== Data records ==
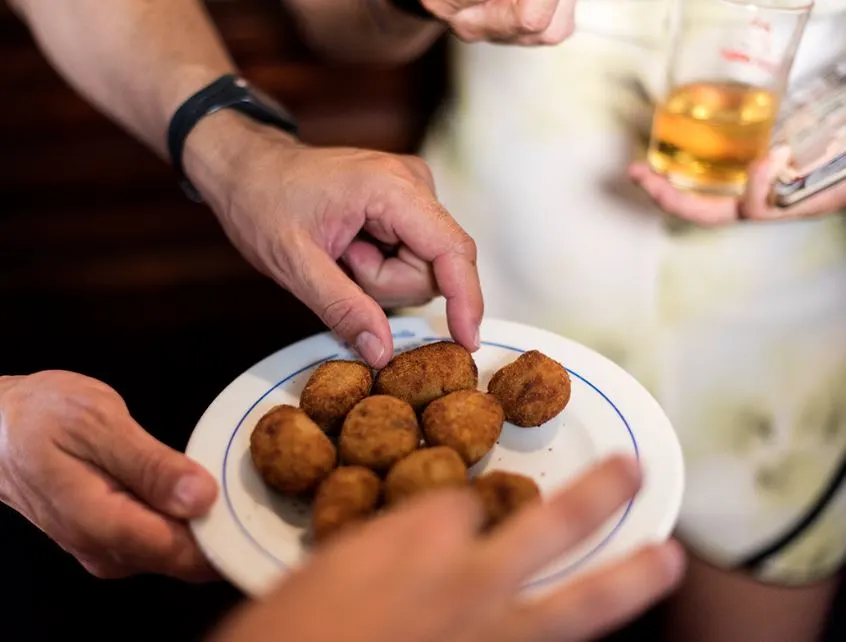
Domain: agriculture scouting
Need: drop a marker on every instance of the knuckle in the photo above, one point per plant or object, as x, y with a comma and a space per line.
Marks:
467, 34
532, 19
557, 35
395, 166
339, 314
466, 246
===
== Data records ==
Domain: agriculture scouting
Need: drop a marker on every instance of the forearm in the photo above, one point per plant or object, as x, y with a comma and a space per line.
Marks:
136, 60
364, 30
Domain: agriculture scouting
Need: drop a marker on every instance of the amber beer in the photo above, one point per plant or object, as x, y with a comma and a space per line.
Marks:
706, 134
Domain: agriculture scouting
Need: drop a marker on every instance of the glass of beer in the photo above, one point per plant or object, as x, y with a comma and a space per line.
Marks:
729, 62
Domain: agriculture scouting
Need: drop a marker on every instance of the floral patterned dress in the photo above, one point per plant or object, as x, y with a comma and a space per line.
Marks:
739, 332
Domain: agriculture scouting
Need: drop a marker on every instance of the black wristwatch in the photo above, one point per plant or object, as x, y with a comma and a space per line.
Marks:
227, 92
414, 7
===
Copy each line above containing the string "beer".

Need: drop a marker on every instance of the amber beer in the photo above, one point per plant or object, as x, y with a comma and a space per line.
Need: drop a marker on every instance of the glass of beer in the photo above, one point per plant or object, as x, y with a comma and a space per line.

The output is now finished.